_EXERCISE_: From the rows below, pick out every line that contains the word "stone" and copy each one.
+++ SUPPLIED MATERIAL
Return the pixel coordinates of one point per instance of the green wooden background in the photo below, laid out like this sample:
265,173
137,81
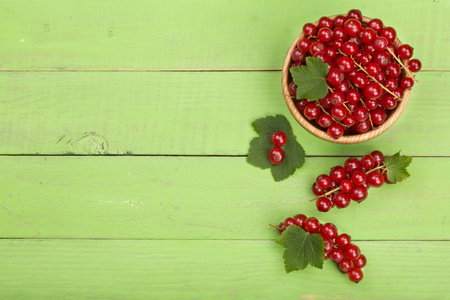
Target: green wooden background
++++++
+++ SUPPLIED MATERIAL
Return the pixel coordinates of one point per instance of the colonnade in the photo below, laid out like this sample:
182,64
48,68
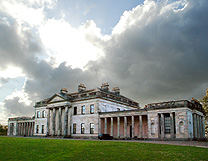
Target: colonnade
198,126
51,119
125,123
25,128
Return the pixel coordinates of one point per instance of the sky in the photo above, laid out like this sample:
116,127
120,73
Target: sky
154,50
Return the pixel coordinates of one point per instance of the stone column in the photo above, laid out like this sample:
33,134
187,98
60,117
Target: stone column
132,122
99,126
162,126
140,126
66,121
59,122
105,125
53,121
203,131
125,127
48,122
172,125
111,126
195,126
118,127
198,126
++++++
+++ SUPPLIED MATERIAL
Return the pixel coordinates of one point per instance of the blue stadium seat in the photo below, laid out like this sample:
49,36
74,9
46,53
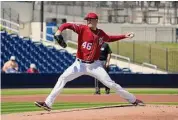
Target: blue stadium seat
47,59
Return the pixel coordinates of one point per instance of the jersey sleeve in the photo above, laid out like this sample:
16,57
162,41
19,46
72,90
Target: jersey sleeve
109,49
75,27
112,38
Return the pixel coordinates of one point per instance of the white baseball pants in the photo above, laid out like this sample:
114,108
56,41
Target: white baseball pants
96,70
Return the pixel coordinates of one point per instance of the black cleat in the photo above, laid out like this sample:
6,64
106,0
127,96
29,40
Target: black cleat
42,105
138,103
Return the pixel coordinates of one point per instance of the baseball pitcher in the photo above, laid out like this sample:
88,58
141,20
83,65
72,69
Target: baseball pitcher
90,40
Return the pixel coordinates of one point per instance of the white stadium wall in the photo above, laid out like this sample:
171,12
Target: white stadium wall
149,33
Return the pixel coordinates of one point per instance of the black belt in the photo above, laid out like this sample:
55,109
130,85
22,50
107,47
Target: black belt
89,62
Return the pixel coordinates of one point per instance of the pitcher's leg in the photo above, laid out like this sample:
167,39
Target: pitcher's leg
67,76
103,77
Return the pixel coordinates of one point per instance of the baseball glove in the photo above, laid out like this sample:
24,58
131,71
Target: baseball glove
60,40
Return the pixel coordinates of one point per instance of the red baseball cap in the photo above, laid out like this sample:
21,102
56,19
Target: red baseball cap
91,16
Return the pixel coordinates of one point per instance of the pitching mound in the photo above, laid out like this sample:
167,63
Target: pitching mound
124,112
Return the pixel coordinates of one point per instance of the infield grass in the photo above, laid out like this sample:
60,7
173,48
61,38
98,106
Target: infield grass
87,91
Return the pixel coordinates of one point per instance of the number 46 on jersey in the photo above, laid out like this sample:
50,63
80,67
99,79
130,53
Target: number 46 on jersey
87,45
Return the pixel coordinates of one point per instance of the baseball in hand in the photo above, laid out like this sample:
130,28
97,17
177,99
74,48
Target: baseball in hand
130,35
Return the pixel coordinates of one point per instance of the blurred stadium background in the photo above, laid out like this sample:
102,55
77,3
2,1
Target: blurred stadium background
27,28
++++++
_ANSWER TO THE TASK_:
Return the pixel coordinates of one point per instance of the stone column in the photo above, laid out like this sample:
Target: stone column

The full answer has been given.